(To do):
Repeat the rows below word for word, from the line holding "of the dark" through the last row, inclusive.

#####

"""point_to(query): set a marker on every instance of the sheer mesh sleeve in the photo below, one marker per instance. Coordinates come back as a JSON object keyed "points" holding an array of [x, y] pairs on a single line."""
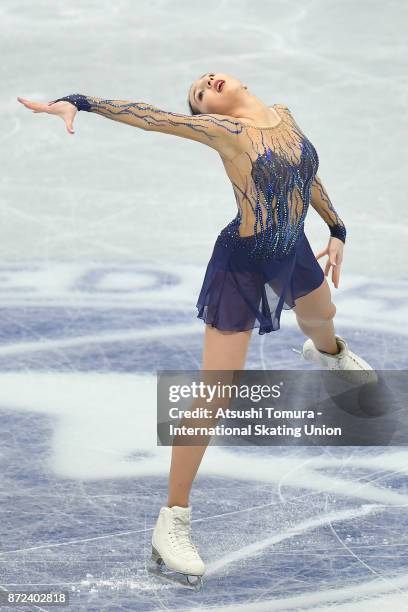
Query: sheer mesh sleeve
{"points": [[322, 204], [217, 131]]}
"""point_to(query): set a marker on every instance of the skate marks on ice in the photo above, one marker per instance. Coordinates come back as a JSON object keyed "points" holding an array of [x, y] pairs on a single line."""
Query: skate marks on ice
{"points": [[78, 351], [104, 426], [77, 316]]}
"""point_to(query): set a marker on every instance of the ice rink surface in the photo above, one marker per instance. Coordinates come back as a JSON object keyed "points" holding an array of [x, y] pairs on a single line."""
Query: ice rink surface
{"points": [[105, 236]]}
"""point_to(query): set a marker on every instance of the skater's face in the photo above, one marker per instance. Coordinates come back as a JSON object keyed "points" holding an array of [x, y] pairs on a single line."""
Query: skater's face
{"points": [[206, 97]]}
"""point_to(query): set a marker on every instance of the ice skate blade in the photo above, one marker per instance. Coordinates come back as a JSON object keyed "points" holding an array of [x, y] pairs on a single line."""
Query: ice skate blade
{"points": [[160, 569]]}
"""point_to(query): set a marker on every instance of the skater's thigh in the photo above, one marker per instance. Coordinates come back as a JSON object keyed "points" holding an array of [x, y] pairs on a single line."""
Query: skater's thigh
{"points": [[225, 350], [317, 305]]}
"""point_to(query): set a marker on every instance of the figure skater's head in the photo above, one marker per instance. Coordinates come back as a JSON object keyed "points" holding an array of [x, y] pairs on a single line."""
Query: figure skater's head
{"points": [[217, 93]]}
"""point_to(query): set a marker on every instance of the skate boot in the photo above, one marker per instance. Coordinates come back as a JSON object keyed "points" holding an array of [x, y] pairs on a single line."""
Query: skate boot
{"points": [[172, 544], [345, 360]]}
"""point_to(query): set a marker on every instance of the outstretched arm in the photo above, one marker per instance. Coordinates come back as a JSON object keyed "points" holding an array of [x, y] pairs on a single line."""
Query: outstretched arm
{"points": [[217, 131], [322, 204]]}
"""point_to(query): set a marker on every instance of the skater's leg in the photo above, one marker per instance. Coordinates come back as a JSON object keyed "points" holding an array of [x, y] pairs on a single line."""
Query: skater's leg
{"points": [[222, 351], [314, 313]]}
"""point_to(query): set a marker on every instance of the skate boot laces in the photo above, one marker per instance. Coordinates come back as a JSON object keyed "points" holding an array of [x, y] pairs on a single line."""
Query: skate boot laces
{"points": [[182, 532]]}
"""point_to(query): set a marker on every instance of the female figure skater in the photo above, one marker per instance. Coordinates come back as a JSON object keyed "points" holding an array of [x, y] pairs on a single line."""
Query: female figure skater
{"points": [[262, 261]]}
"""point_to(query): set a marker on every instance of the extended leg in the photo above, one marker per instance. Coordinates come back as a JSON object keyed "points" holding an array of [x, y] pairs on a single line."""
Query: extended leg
{"points": [[222, 351], [314, 313]]}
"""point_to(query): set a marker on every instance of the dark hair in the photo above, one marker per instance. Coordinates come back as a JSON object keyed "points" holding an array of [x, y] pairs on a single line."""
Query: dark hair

#####

(Worked solution):
"""point_to(query): set a marker on every instance of the dark hair in the photo above, one marker per instance. Coordinates come back as a JSON object keyed "points" holding an array of [x, y] pairs on a single line."""
Query: dark hair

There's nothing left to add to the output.